*Stated task*: Copy out exactly the lines from the one containing "point like [877,464]." to the end of the records below, both included, and nothing else.

*Dataset rows*:
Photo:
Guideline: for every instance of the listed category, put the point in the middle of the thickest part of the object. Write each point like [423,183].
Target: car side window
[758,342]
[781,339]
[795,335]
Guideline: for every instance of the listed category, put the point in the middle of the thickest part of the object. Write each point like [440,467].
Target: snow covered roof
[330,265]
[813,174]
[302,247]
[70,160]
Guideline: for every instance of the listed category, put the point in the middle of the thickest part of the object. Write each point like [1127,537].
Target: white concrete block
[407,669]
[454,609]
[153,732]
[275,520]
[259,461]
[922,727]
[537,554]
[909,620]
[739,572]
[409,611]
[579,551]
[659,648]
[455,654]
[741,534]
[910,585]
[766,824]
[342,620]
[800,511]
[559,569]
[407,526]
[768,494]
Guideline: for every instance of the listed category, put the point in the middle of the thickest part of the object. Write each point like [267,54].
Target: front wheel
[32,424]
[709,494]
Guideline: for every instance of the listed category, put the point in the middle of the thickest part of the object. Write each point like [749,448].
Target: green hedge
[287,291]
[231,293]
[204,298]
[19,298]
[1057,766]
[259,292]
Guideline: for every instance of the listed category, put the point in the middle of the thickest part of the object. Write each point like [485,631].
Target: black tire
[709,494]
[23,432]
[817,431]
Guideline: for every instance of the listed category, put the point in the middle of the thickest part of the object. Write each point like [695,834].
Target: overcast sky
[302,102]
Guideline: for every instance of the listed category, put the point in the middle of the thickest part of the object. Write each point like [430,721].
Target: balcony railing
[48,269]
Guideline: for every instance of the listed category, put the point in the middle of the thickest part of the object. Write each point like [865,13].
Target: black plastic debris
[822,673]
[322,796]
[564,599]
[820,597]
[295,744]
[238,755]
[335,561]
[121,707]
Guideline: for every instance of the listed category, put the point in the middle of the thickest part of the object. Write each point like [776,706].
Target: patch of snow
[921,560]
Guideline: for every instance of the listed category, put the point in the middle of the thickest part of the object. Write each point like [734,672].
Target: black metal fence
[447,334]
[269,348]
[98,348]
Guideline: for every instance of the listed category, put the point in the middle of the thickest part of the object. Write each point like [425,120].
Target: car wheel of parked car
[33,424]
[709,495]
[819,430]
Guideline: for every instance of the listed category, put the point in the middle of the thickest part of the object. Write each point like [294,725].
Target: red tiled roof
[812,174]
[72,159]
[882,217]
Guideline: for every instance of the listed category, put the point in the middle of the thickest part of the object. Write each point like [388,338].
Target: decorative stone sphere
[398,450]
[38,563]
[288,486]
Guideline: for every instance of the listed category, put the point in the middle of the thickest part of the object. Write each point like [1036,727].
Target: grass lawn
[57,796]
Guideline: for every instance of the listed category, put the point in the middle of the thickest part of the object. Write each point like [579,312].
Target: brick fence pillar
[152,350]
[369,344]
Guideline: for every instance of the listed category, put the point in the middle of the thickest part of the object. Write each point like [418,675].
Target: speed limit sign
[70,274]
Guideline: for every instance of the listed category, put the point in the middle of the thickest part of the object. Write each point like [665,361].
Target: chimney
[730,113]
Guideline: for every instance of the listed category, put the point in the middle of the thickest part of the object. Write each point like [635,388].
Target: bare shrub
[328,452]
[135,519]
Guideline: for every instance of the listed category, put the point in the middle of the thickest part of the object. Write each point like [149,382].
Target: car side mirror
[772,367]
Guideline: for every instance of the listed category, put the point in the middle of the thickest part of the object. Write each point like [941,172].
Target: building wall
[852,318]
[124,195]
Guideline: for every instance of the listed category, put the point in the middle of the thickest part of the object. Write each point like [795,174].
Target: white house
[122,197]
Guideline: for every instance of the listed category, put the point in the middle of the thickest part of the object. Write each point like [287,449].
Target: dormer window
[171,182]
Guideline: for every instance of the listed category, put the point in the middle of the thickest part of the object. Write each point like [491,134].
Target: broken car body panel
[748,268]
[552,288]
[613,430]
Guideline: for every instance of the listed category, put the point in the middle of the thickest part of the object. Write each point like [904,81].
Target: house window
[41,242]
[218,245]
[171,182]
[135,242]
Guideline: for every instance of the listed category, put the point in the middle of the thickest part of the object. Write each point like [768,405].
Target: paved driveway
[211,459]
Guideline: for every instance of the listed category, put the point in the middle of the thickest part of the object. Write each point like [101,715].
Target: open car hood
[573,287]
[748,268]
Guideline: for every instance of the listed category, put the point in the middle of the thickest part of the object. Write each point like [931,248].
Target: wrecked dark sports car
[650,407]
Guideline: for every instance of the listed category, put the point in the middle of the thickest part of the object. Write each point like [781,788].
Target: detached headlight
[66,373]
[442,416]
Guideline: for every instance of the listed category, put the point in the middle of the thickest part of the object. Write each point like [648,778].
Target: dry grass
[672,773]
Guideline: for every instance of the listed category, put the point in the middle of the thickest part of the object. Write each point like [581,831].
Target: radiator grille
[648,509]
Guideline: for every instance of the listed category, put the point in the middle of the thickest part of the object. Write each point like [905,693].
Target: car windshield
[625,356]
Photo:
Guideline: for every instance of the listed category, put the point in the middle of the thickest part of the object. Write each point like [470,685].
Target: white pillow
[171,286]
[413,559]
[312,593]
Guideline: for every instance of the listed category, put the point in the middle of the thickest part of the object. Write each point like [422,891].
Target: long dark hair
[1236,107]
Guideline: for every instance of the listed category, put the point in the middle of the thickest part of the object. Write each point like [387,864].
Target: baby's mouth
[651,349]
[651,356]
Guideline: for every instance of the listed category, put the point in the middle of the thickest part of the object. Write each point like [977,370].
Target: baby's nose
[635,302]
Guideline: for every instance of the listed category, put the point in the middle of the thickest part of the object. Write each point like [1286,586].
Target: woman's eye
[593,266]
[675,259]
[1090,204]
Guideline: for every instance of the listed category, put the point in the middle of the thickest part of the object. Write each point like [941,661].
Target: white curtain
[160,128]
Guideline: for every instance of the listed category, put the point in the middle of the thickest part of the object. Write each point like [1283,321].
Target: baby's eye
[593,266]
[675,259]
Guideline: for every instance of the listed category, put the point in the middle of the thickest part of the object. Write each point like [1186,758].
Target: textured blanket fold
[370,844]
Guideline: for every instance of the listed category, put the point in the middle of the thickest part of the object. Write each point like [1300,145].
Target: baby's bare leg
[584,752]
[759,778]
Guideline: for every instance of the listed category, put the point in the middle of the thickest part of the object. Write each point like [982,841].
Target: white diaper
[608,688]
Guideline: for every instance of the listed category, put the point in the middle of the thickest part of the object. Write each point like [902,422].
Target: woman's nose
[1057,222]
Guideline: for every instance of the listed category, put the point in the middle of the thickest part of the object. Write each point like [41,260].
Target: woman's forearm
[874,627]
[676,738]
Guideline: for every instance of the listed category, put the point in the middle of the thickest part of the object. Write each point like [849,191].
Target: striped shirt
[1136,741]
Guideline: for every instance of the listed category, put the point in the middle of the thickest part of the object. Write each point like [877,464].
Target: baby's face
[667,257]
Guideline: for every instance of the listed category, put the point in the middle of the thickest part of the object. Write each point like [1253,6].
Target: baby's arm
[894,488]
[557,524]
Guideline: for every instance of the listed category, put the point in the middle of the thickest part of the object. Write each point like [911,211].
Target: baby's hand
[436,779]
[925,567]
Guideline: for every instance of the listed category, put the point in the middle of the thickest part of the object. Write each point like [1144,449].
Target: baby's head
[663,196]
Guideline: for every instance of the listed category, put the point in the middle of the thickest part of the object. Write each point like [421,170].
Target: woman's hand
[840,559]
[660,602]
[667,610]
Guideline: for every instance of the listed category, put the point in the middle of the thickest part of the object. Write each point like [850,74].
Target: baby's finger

*Expected output*:
Guideline: for every instance of the listed category, put the point in the middle of the thickest part of the object. Write each point like [877,464].
Target: baby's face
[667,257]
Guideline: for every instance of the listed category, put the point in the middle of the thickest part of the object. Write each point like [1253,6].
Target: baby's arm
[894,488]
[557,524]
Guideline: for every instance of the listed category, put the point in the middle of the thickest part of the object. Write each point like [911,211].
Target: baby's hand
[436,779]
[925,567]
Guideline: for every instance of the listed category, put the point in the middle of the thickest part of the object. Write each point like [1144,449].
Target: baby's head
[663,196]
Guideline: for every instance of the listed category, put the point in the middle of the thickest part of the object. Write each point like [421,170].
Target: woman's hand
[840,559]
[660,602]
[667,610]
Guideline: for every instance of the listed category, put the point in the middle of the thickest part of the object. Write each point like [850,74].
Target: baby's finger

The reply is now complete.